TASK STATEMENT
Copy out exactly the lines from the line containing "Where can the clenched" to the end of the listing.

Pointing records
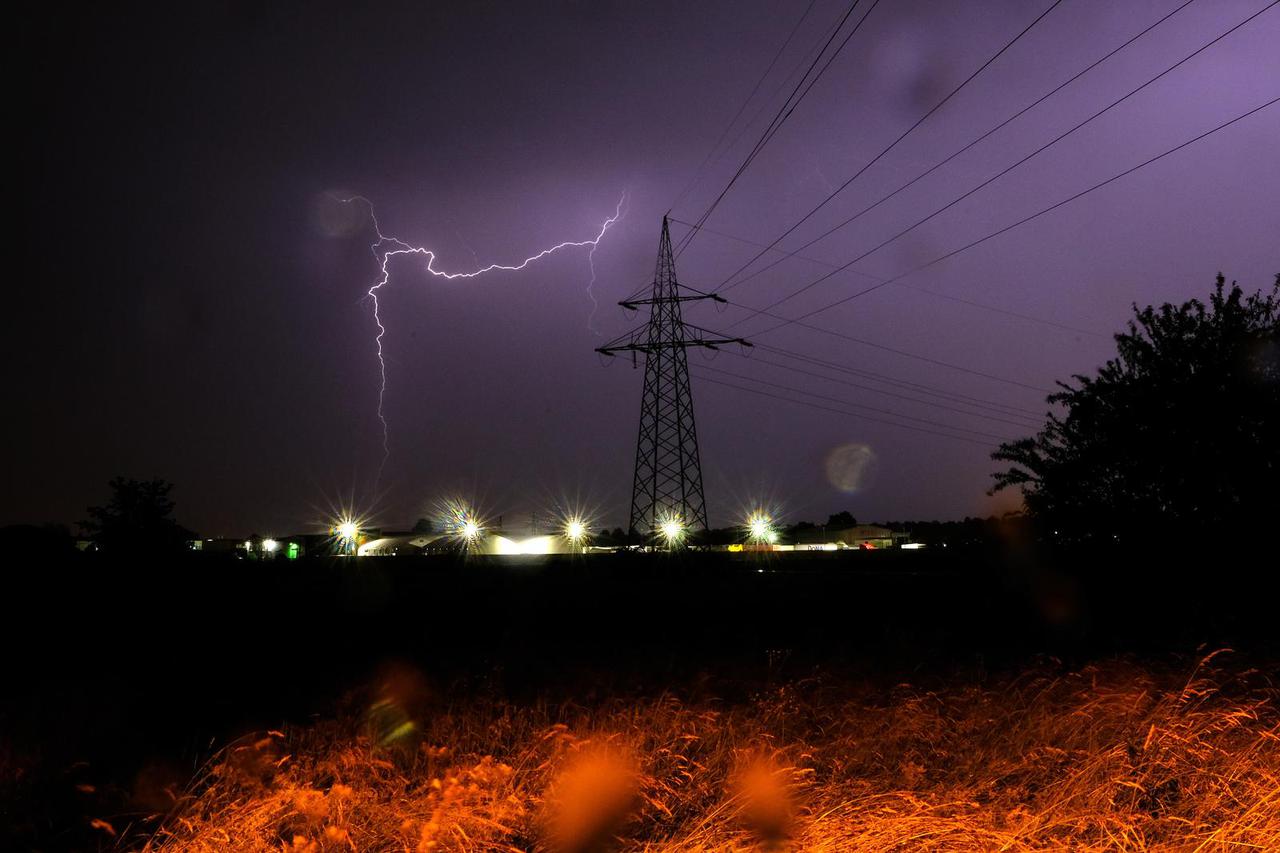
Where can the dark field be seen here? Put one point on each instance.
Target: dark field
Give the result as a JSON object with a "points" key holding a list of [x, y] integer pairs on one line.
{"points": [[968, 699]]}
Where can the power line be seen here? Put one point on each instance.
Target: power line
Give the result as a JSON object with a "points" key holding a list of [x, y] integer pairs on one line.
{"points": [[890, 393], [846, 402], [952, 156], [1004, 172], [891, 145], [755, 89], [954, 396], [785, 113], [841, 411], [984, 306], [995, 233]]}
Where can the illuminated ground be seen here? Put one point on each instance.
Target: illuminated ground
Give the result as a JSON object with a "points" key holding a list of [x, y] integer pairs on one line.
{"points": [[1114, 756]]}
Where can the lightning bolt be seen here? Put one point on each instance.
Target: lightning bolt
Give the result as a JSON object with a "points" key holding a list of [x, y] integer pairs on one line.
{"points": [[388, 246]]}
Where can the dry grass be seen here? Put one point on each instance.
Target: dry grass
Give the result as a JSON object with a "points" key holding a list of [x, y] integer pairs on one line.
{"points": [[1115, 756]]}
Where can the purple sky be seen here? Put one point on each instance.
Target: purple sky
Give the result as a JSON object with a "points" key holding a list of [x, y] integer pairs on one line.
{"points": [[192, 306]]}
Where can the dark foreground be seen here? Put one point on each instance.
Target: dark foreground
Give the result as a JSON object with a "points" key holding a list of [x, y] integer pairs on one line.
{"points": [[124, 679]]}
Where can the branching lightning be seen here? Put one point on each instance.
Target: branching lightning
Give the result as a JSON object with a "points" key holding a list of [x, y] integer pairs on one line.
{"points": [[388, 246]]}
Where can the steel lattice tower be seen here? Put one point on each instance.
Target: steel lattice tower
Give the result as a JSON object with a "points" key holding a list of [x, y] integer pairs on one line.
{"points": [[668, 475]]}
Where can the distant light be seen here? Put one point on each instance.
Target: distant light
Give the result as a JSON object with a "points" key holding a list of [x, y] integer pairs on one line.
{"points": [[759, 528]]}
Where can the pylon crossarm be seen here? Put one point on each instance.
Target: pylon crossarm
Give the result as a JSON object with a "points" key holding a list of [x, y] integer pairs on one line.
{"points": [[664, 300]]}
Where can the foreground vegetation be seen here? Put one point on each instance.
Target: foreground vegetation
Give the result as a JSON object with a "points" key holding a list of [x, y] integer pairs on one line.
{"points": [[1111, 756]]}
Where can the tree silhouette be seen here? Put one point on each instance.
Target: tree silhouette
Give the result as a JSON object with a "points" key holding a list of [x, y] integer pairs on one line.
{"points": [[1179, 430], [138, 518]]}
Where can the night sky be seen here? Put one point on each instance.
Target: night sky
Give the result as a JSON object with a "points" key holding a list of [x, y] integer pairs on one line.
{"points": [[190, 300]]}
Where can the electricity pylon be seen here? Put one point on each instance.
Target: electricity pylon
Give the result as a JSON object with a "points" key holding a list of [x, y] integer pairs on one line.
{"points": [[667, 493]]}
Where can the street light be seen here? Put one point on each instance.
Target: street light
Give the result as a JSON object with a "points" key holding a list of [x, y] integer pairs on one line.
{"points": [[672, 530]]}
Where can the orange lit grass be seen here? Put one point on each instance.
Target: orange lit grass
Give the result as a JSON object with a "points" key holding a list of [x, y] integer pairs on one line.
{"points": [[1110, 757]]}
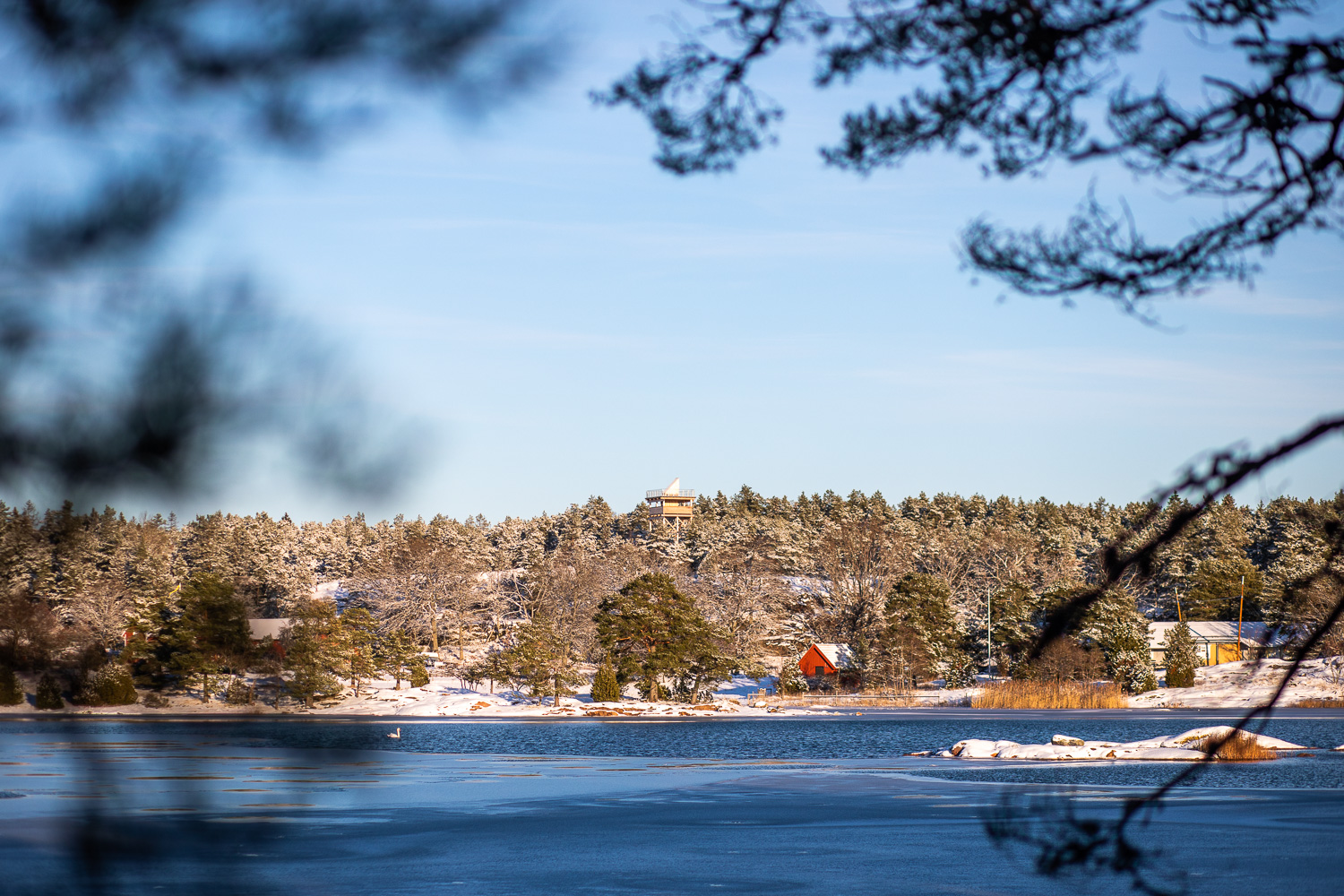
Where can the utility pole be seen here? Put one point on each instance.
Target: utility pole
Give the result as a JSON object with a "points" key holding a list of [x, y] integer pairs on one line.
{"points": [[989, 635], [1241, 610]]}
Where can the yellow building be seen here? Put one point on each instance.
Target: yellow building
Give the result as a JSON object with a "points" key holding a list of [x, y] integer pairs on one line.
{"points": [[674, 503]]}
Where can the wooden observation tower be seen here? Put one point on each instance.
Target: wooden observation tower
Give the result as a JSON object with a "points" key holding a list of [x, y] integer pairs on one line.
{"points": [[672, 504]]}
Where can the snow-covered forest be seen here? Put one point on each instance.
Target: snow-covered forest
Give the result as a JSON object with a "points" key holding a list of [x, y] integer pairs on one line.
{"points": [[769, 573]]}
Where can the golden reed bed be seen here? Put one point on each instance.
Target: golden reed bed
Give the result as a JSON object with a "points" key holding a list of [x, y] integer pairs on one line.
{"points": [[1050, 694]]}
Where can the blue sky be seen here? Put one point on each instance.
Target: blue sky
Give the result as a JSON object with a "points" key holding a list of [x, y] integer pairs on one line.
{"points": [[562, 319]]}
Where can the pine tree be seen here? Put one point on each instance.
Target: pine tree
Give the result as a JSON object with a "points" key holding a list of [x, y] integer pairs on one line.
{"points": [[417, 672], [924, 626], [311, 654], [358, 640], [1182, 659], [652, 630], [605, 686], [790, 678], [540, 661], [11, 691], [108, 685], [395, 653], [210, 637], [48, 692]]}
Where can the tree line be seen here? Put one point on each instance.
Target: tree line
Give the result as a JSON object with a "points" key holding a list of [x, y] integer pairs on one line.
{"points": [[909, 586]]}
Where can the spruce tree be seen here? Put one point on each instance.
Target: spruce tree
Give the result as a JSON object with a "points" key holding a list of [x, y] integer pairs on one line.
{"points": [[540, 659], [395, 653], [11, 691], [112, 685], [790, 678], [417, 672], [48, 692], [1182, 659], [311, 651], [358, 646], [652, 630], [605, 686]]}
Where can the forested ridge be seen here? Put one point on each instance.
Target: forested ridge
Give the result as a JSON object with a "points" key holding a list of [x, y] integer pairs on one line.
{"points": [[769, 573]]}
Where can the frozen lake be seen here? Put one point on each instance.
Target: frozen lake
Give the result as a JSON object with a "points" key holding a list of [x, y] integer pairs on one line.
{"points": [[777, 805]]}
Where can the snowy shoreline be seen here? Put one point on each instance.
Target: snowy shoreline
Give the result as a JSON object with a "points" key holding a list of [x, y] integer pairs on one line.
{"points": [[1233, 685]]}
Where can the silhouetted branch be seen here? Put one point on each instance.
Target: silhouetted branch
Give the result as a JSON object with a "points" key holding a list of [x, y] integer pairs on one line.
{"points": [[1010, 75]]}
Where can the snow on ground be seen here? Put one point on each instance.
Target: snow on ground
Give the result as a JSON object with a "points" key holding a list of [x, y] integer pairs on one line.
{"points": [[445, 697], [441, 697], [1185, 747], [1249, 684]]}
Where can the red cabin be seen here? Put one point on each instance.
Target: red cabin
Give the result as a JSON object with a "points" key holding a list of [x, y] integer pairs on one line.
{"points": [[827, 659]]}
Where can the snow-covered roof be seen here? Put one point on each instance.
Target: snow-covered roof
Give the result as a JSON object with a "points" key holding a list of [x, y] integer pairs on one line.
{"points": [[330, 591], [268, 627], [838, 654], [1210, 632]]}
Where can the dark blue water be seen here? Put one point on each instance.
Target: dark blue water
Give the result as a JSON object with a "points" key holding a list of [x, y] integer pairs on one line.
{"points": [[873, 735], [758, 806]]}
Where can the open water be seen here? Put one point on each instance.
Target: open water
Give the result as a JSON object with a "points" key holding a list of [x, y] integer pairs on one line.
{"points": [[693, 806]]}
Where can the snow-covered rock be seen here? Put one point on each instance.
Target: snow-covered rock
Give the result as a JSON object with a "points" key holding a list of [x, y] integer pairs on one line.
{"points": [[1183, 747]]}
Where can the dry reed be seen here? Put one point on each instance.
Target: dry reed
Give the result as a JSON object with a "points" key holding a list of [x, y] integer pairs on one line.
{"points": [[1239, 747], [1050, 694]]}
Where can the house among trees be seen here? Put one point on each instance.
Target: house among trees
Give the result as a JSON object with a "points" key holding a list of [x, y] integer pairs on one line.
{"points": [[1215, 642], [827, 659], [261, 629]]}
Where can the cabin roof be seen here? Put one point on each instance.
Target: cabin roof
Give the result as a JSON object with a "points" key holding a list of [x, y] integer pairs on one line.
{"points": [[268, 627], [838, 654], [1211, 633]]}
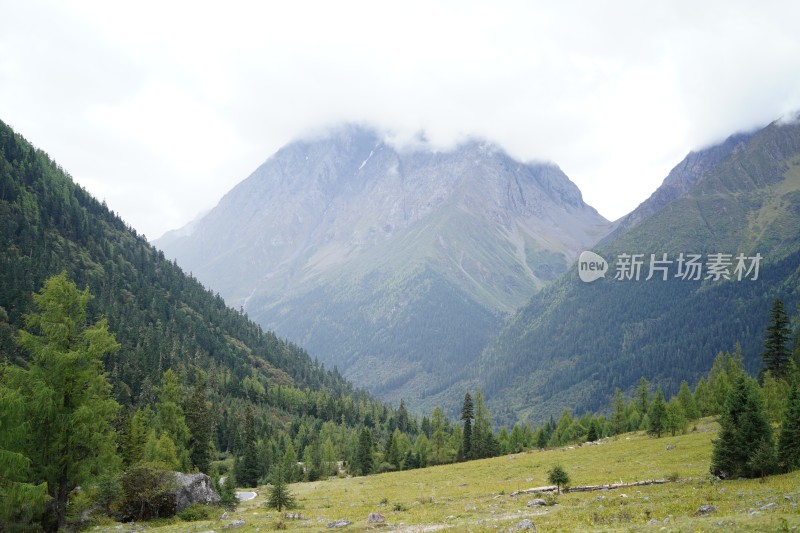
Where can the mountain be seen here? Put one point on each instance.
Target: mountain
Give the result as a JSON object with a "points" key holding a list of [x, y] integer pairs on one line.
{"points": [[162, 317], [397, 266], [574, 342]]}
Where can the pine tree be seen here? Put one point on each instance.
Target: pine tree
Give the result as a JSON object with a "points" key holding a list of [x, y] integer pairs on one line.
{"points": [[66, 392], [657, 415], [249, 468], [619, 422], [687, 402], [643, 396], [558, 477], [280, 497], [136, 439], [198, 420], [170, 418], [21, 500], [745, 441], [438, 435], [776, 352], [363, 458], [674, 417], [467, 414], [789, 440]]}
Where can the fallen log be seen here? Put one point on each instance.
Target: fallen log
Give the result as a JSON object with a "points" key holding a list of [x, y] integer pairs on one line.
{"points": [[587, 488]]}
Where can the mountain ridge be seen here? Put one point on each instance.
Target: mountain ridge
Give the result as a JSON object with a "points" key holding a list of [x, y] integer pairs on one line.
{"points": [[335, 225], [573, 339]]}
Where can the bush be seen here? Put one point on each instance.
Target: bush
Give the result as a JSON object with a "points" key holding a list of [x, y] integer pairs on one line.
{"points": [[148, 491], [197, 511]]}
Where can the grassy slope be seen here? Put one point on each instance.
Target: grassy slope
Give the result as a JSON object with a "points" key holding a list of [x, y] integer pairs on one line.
{"points": [[476, 496]]}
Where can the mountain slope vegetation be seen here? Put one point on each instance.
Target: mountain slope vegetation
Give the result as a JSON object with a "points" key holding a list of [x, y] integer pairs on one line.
{"points": [[574, 340], [396, 266]]}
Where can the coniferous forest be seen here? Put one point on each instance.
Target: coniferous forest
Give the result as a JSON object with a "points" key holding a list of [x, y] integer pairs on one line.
{"points": [[116, 367]]}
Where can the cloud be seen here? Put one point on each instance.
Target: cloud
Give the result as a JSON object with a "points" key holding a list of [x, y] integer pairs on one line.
{"points": [[162, 108]]}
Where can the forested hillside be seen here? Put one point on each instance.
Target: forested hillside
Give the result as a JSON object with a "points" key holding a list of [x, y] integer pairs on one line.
{"points": [[193, 379], [575, 341]]}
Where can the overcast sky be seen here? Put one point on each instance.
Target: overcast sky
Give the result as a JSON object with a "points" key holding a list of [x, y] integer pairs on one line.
{"points": [[161, 107]]}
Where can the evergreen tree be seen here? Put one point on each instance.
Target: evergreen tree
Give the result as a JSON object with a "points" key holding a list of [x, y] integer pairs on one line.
{"points": [[776, 354], [227, 491], [198, 420], [21, 500], [745, 437], [467, 414], [657, 414], [643, 396], [363, 458], [280, 497], [136, 439], [438, 435], [674, 417], [170, 418], [249, 467], [558, 477], [619, 422], [702, 398], [789, 440], [594, 431], [484, 442], [66, 392], [687, 402]]}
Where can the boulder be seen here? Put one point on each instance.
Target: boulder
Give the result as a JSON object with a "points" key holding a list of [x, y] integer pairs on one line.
{"points": [[194, 488], [376, 518], [525, 525], [705, 509]]}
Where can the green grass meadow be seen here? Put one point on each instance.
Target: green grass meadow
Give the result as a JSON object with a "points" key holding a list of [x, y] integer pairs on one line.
{"points": [[477, 496]]}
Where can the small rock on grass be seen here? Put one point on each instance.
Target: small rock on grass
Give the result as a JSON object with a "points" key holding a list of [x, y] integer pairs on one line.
{"points": [[525, 525], [705, 509]]}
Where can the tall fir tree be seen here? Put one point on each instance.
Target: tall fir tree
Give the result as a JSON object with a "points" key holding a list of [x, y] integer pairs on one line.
{"points": [[467, 414], [776, 353], [249, 468], [280, 497], [21, 500], [643, 396], [363, 457], [744, 443], [66, 392], [657, 414], [619, 422], [198, 420], [789, 439], [170, 418]]}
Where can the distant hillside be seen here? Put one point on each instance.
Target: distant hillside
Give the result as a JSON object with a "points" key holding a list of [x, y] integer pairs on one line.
{"points": [[162, 317], [397, 267], [574, 342]]}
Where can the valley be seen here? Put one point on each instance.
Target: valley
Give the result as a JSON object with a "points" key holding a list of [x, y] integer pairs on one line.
{"points": [[477, 496]]}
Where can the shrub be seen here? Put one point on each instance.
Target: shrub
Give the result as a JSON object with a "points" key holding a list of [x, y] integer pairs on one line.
{"points": [[148, 491], [197, 511]]}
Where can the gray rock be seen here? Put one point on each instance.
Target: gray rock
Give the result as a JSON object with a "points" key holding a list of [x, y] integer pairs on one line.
{"points": [[376, 518], [194, 488], [525, 525], [705, 509]]}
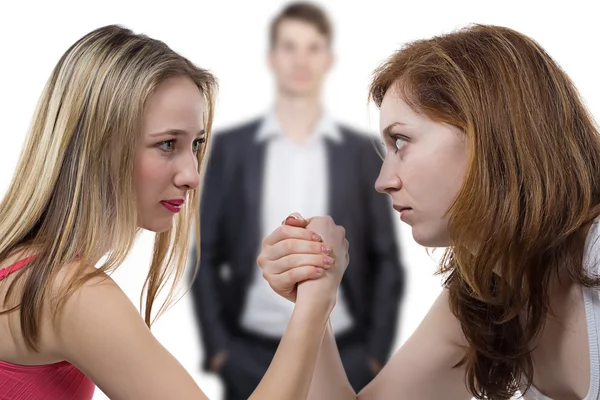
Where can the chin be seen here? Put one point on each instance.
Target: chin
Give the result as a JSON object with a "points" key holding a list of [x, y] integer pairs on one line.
{"points": [[429, 238], [157, 226], [300, 90]]}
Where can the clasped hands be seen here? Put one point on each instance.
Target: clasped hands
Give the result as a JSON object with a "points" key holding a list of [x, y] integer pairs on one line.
{"points": [[306, 258]]}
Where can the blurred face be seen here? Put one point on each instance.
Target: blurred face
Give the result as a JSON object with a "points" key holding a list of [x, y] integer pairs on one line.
{"points": [[423, 170], [166, 164], [300, 58]]}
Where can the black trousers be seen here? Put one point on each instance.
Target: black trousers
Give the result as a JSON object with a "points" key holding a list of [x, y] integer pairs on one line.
{"points": [[249, 357]]}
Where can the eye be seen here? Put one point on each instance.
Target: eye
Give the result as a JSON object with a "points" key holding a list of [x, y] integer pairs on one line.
{"points": [[167, 145], [400, 142]]}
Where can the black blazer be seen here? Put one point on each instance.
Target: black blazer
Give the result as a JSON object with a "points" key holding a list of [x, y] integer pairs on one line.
{"points": [[231, 236]]}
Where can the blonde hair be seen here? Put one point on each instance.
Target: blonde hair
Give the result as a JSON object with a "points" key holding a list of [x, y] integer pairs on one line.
{"points": [[74, 181]]}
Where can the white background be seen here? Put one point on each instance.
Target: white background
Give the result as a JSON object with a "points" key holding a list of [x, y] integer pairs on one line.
{"points": [[230, 39]]}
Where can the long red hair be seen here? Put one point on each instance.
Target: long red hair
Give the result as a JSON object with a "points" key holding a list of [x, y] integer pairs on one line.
{"points": [[532, 183]]}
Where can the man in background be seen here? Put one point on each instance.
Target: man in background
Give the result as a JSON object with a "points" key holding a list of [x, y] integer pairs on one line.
{"points": [[295, 158]]}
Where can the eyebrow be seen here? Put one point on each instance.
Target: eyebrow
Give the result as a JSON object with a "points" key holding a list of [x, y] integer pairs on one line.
{"points": [[177, 132]]}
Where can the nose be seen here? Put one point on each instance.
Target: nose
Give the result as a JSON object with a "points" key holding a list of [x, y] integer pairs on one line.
{"points": [[187, 176], [388, 180]]}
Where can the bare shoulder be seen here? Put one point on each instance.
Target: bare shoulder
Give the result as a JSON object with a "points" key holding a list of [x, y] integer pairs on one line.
{"points": [[424, 367], [100, 331]]}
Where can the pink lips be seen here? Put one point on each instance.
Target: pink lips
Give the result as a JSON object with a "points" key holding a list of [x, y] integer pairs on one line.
{"points": [[403, 210], [173, 205]]}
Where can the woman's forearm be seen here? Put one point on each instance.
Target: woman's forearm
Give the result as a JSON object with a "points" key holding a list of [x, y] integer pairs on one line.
{"points": [[329, 379], [290, 373]]}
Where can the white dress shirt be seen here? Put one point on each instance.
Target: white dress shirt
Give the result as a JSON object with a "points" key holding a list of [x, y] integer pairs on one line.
{"points": [[295, 180]]}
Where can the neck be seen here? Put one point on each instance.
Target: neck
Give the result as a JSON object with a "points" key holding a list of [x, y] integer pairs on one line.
{"points": [[298, 115]]}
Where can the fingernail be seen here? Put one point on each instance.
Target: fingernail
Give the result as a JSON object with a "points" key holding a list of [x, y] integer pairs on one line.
{"points": [[326, 249]]}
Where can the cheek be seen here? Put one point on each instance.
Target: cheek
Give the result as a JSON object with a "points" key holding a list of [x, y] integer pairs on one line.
{"points": [[149, 171]]}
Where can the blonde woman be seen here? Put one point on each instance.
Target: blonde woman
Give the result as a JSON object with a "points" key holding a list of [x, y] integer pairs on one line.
{"points": [[115, 146]]}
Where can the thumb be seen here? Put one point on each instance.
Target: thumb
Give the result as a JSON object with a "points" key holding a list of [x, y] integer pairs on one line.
{"points": [[295, 219]]}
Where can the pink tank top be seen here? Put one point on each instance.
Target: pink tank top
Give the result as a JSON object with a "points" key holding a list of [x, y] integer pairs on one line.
{"points": [[59, 381]]}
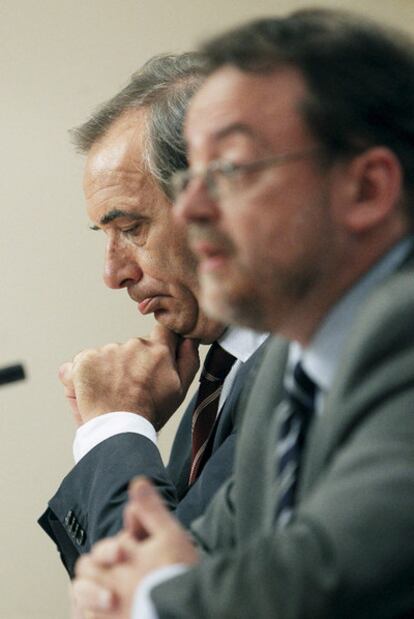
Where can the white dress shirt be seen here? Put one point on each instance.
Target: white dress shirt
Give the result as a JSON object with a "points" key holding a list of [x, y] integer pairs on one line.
{"points": [[320, 360]]}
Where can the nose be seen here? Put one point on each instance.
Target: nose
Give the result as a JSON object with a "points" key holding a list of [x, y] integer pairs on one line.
{"points": [[121, 268], [195, 205]]}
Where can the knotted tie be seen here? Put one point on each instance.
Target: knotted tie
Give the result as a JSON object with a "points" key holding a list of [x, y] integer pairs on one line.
{"points": [[297, 411], [216, 367]]}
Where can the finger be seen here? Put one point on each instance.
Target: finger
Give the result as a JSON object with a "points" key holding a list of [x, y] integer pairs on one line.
{"points": [[187, 361], [110, 552], [87, 595], [150, 510], [133, 524]]}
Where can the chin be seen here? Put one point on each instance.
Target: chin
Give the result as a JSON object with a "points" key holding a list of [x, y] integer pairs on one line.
{"points": [[177, 324], [227, 304]]}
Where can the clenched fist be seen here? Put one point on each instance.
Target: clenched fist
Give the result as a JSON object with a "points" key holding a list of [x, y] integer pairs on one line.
{"points": [[149, 376]]}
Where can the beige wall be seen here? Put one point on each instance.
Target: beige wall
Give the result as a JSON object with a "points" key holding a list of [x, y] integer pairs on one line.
{"points": [[58, 59]]}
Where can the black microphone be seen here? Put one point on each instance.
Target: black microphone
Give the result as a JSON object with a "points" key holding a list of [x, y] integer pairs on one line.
{"points": [[11, 374]]}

FULL ANSWER
Where can the clenched fist be seen here? Put one point on each instance.
Target: clenched fist
Give the result as a JSON object with a "points" key holding a list of [x, y] integer pairs on one line.
{"points": [[149, 376]]}
Where can the beige wall be seen here? Put one point on each instance.
Target: beige wall
Give the result as a JSON object with a "points" key holding a list of [x, y] integer pairs on one line.
{"points": [[58, 59]]}
Where can the black microphone be seen here? Put one point on each instance.
Target: black microphone
Give the result as a JSON object with a "points" key holding a list of [x, y] integer pairs on one line.
{"points": [[11, 374]]}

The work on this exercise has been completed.